**Your task**
Print every record below exactly as written.

**Information given**
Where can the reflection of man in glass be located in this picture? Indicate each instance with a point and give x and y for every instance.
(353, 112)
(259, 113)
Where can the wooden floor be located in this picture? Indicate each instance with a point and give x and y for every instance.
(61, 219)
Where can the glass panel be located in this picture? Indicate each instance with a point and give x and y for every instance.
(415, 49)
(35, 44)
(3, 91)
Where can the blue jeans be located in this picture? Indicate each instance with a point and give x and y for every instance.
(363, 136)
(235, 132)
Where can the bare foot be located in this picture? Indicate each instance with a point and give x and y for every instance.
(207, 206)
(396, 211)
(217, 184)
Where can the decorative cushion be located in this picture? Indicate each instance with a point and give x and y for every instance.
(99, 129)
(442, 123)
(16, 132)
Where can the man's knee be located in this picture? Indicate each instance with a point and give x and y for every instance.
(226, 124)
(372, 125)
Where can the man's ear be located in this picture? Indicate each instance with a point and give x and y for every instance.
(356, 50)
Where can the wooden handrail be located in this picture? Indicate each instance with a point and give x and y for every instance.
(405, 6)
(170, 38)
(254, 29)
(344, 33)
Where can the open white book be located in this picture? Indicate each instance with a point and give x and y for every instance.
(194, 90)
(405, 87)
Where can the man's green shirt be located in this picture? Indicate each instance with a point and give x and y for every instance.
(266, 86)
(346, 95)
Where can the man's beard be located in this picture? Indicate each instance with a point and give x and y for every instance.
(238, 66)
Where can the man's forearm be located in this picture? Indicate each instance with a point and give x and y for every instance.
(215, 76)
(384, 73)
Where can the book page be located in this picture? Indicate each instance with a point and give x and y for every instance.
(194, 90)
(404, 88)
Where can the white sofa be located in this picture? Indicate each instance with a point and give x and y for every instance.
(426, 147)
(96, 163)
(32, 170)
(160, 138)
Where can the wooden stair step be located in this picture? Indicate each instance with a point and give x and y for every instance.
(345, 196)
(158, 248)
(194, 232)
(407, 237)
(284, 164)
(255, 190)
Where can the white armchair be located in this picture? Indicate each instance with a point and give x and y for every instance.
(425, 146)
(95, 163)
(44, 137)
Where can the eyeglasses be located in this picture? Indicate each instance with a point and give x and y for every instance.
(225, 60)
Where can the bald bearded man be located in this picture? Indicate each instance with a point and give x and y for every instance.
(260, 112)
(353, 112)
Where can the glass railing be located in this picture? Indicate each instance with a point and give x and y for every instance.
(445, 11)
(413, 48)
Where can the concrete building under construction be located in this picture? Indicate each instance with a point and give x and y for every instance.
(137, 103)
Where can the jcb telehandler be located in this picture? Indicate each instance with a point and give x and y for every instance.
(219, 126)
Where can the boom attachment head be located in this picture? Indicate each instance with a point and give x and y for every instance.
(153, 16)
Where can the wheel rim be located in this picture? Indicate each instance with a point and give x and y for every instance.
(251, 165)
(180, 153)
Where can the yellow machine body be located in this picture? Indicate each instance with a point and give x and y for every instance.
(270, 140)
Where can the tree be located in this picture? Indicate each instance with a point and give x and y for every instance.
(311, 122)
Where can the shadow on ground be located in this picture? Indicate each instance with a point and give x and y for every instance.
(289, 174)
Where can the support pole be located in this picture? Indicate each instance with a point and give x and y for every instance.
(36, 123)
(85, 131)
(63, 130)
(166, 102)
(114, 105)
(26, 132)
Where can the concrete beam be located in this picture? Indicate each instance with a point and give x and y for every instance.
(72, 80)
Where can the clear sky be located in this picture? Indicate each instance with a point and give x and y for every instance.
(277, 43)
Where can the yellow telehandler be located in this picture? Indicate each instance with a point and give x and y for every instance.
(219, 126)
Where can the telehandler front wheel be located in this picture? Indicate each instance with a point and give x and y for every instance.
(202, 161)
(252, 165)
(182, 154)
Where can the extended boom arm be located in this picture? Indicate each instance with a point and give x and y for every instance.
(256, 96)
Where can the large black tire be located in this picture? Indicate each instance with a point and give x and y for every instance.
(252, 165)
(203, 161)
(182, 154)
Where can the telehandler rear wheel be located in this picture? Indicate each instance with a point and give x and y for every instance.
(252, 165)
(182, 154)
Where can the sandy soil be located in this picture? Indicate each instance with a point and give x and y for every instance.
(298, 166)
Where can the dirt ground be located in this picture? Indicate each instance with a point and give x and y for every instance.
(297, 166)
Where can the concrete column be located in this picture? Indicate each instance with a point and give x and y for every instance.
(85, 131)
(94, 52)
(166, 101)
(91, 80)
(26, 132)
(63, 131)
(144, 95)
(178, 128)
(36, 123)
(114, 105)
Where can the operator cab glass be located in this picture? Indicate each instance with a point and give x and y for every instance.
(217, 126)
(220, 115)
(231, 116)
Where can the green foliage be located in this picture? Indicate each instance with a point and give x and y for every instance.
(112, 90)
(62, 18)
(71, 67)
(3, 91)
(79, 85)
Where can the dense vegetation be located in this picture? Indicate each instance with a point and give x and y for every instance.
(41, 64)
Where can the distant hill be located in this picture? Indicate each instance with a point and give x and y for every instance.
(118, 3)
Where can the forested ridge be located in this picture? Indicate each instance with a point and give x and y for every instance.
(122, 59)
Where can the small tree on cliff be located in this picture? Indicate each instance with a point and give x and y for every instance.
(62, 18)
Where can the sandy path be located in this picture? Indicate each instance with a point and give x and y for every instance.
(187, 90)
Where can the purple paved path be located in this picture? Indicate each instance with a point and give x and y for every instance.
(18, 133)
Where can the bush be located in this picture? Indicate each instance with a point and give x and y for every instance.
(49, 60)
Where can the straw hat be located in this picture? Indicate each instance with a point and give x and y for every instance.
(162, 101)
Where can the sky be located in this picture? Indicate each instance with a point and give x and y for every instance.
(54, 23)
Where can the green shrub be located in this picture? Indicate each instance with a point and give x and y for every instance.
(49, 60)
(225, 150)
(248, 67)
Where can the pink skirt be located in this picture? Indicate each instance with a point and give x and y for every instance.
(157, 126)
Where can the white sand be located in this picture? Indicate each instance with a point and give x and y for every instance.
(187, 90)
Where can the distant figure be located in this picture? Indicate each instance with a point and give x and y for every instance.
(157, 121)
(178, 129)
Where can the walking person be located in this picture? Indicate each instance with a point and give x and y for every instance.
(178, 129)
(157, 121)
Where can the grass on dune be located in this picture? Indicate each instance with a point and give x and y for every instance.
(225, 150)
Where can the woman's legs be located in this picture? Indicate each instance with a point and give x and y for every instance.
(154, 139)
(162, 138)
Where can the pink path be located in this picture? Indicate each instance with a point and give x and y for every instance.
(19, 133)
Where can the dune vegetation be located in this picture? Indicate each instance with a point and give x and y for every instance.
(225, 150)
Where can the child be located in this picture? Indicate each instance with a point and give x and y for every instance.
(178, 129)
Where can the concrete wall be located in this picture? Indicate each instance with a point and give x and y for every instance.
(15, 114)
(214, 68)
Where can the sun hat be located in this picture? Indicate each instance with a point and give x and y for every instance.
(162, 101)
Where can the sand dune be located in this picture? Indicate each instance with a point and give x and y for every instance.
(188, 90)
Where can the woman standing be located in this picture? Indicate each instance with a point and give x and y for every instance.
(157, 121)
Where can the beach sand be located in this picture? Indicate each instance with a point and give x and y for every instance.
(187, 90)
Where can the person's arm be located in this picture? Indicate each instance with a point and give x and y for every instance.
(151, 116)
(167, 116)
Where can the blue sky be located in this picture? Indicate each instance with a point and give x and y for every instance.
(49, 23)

**Answer to the task**
Where can the reflection of man in glass be located in this picture? Indicate each instance with a point and give x and y for every instance.
(353, 112)
(259, 113)
Where can the wooden floor be located in this picture? Indicate each instance with a point and give x and y for every instance.
(61, 219)
Where can the glass panel be located in this picture? Indicate each instance with a point and give x and y for every instance.
(415, 49)
(35, 44)
(3, 91)
Where can the blue jeans be located in this picture? Indicate each instance with a point and give x and y for every instance.
(363, 136)
(235, 132)
Where can the bare foot be located in this picture? Indicate each instance with a point and give x and y for every instance.
(207, 206)
(396, 211)
(217, 184)
Where can the decorative cushion be located in this picture? Indicate each instance with a point and give x and y for every instance.
(99, 129)
(442, 123)
(16, 132)
Where can the man's knee be located in this picture? Indicate each instance with a point and give x and y for every instance.
(226, 124)
(372, 125)
Where can the man's ear be located in this picture? Indicate each instance with a point and give x and y for every instance.
(356, 50)
Where can the wooden handrail be located in this picture? Indicate each instance with a point and give x and y for every instance.
(405, 6)
(170, 38)
(254, 29)
(344, 33)
Where can the open white book be located in this picture? Indicate each instance with a point and give x and y for every instance.
(194, 90)
(405, 87)
Where can the man's green shirt be located in this picture? Indicate each instance with a point and give x and y for every instance.
(266, 86)
(346, 95)
Where can the man's beard be located in this picture? Indicate each instance with a point and give x and y for every instance.
(238, 66)
Where can the man's forearm be located in this picture? Indicate each instance with a point and give x and y for every instance.
(215, 76)
(384, 73)
Where can the book page be located in this picture? Indicate each instance with a point and give x and y for every instance.
(194, 90)
(404, 88)
Where can the white sofa be located in this picture? Indicate each instance with a point and give x and y for every instance.
(426, 147)
(96, 163)
(32, 170)
(160, 138)
Where can the wooden stair step be located in this picture? Indicate each instance with a point and give x and y for every instance.
(345, 196)
(158, 248)
(194, 232)
(407, 237)
(284, 164)
(255, 190)
Where can the white armchair be located in this picture? Indicate each instance with a point and give x and y for every instance.
(425, 146)
(95, 163)
(44, 137)
Where can the eyeglasses be located in this picture? Indicate each instance with a point and give x and y for every instance.
(225, 60)
Where can the bald bearded man be located in this picture? Indicate each instance with a point and give x and y for every instance.
(260, 112)
(353, 112)
Where can the glass railing be located in this picture? Indicate each instance with a point and give x and y for every instance.
(445, 11)
(413, 48)
Where can the concrete building under construction be located in this picture? Indicate each instance with a point and give x and y for every instance.
(137, 103)
Where can the jcb telehandler be located in this picture? Indicate each instance with a point and give x and y for every instance.
(219, 126)
Where can the boom attachment head be located in this picture? Indicate each instance with a point and give x and y for every instance.
(153, 16)
Where can the wheel rim be located in this picture? Indicate each instance with a point and give x and y for every instance.
(251, 165)
(180, 153)
Where can the yellow machine body be located in this picture? Indicate each instance with a point and give x and y for every instance.
(270, 140)
Where can the tree be located in this picture? Indicate each instance with a point and give x and y for every instance.
(311, 122)
Where can the shadow on ground be located in this picture? Indicate each instance with a point and give x and y for every instance.
(289, 174)
Where can the support pole be located in this picture? Indicate each instance with a point and give x and y for every instance.
(36, 123)
(85, 131)
(63, 130)
(166, 102)
(114, 105)
(26, 132)
Where can the concrete beam be located in this picture? Indicate each instance with a point and give x and y for every instance.
(72, 80)
Where can the clear sky be located in this picture? Indicate each instance with a point and give x and y for every instance.
(277, 43)
Where can the yellow telehandler be located in this picture? Indicate each instance with a point and give x and y for every instance.
(219, 126)
Where can the telehandler front wheel be located in this picture? Indicate each instance with a point and give x and y for every instance.
(202, 161)
(252, 165)
(182, 154)
Where can the extended boom arm be located in this picture? Indicate each instance with a point and give x and y for every instance.
(256, 96)
Where can the large black tire be located in this picture? Indicate each instance with a point and give x and y for every instance.
(252, 165)
(203, 161)
(182, 154)
Where can the telehandler rear wheel be located in this picture? Indicate each instance with a point and give x and y for every instance.
(252, 165)
(182, 154)
Where can the sandy soil be located in this picture? Indicate each instance with a point and give x and y for every instance.
(298, 166)
Where can the dirt ground be located in this picture? Indicate each instance with a point and give x and y for every instance.
(297, 166)
Where can the concrete column be located in this picture? Indicate each instance with a point and give x and y for every instance.
(85, 131)
(94, 52)
(166, 101)
(91, 80)
(26, 132)
(63, 131)
(144, 95)
(178, 128)
(36, 123)
(114, 105)
Where can the operator cab glass be located in this picture? Indicate each instance with a point and give x and y for every instance.
(217, 126)
(220, 115)
(231, 116)
Where can the green foliage be located in this picture? Indicate each instance with a point and give x and y for every instance.
(112, 90)
(62, 18)
(71, 67)
(3, 91)
(79, 85)
Where can the dense vegetation be located in this picture? Indicate each instance with a point and give x and y for every instance.
(41, 64)
Where can the distant hill be located in this picture? Indicate each instance with a point and give x and y for every instance.
(118, 3)
Where can the forested ridge be located in this picture? Indicate each instance with a point and give x and y for every instance.
(122, 59)
Where can the small tree on cliff be located in this picture? Indicate each instance with a point and give x and y for every instance.
(62, 18)
Where can the sandy path be located in this picture? Indicate each instance with a point and give x and y for every instance.
(187, 90)
Where can the purple paved path be located in this picture? Indicate each instance with a point and give x and y for every instance.
(18, 133)
Where can the bush be located in this picture? Indicate each instance with a point and give x and y for every instance.
(49, 60)
Where can the straw hat be located in this picture? Indicate each instance with a point and give x and y for every instance.
(162, 101)
Where can the sky be located in this picture? Indicate each instance with a point and give x and y for every instance.
(54, 23)
Where can the green shrub be located in this picture? Indicate each instance with a point and give x and y for every instance.
(49, 60)
(225, 150)
(248, 67)
Where can the pink skirt be located in this picture? Indicate each instance with a point and give x and y for every instance.
(157, 126)
Where can the white sand be located in this picture? Indicate each instance with a point and give x and y for every instance.
(187, 90)
Where can the distant figure be located in this picture? Indicate each instance with a point and give x and y for every instance.
(157, 121)
(178, 129)
Where can the walking person be located in this picture? Indicate each instance with a point and give x and y for every instance.
(178, 129)
(157, 121)
Where can the grass on dune be located in this picture? Indicate each instance with a point and give x and y for every instance.
(225, 150)
Where can the woman's legs be located in this picture? Indicate each instance with a point and give x and y for every instance.
(154, 139)
(162, 138)
Where can the pink path be located in this picture? Indicate each instance with a point and give x and y for every instance.
(19, 133)
Where can the dune vegetation be located in this picture? Indicate each instance with a point and give x and y for every instance.
(225, 150)
Where can the child be located in this picture? Indicate each instance with a point and give x and y for every instance.
(178, 129)
Where can the concrete wall be located in this picture? Indicate each instance with a point and give x and y for every instance.
(15, 114)
(214, 68)
Where can the sun hat be located in this picture? Indicate each instance with a point and give x and y for every instance.
(162, 101)
Where can the sand dune be located in this picture? Indicate each instance with a point and give x and y for every instance.
(188, 90)
Where can the woman standing be located in this picture? Indicate each instance with a point and give x and y for every instance.
(157, 121)
Where can the beach sand be located in this picture? Indicate each instance with a point and give x and y for every instance.
(187, 90)
Where can the person's arm be located in this picture? Indicate each instance with a point and give x and y for every instance.
(151, 116)
(167, 116)
Where can the blue sky be located in this picture? Indicate each instance with a point and give x and y for every instance.
(49, 23)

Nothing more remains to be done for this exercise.